* [Given exercise]
Print each of the records below word for word and line for line. Leave out the pictures.

* [Exercise data]
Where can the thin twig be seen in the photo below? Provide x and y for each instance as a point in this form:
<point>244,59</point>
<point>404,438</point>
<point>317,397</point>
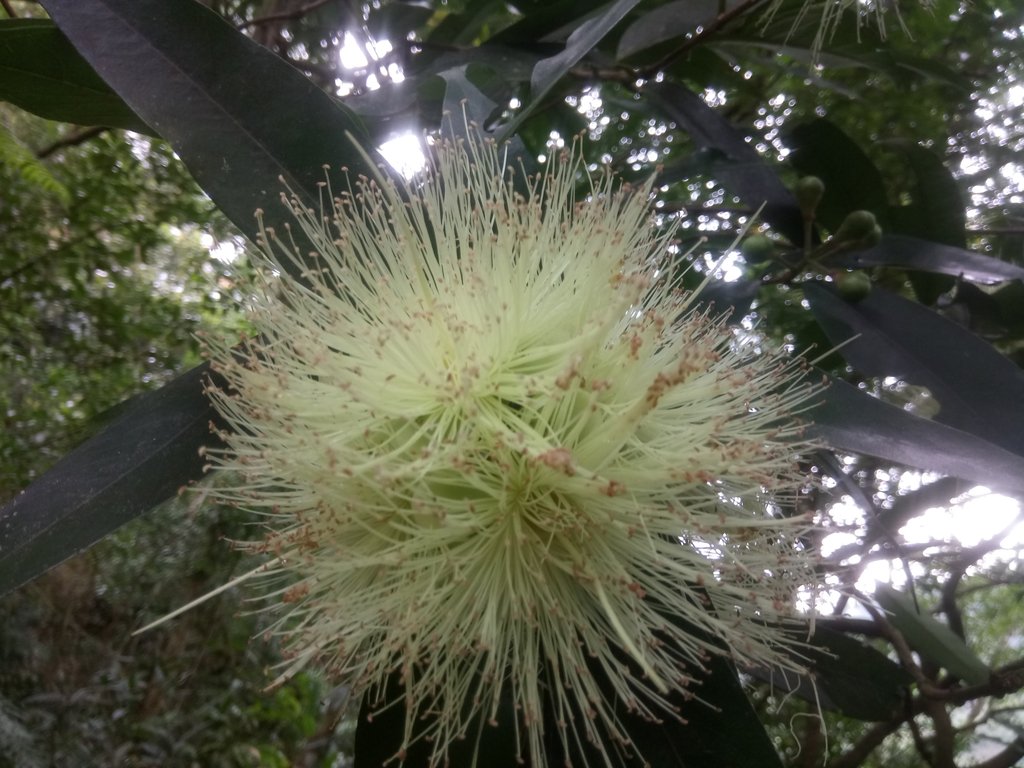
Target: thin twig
<point>72,139</point>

* [The result]
Where can the thin twig be seen in the photo below? Provide x and y for each instance as a point in this form:
<point>244,59</point>
<point>404,438</point>
<point>317,397</point>
Target: thin twig
<point>72,139</point>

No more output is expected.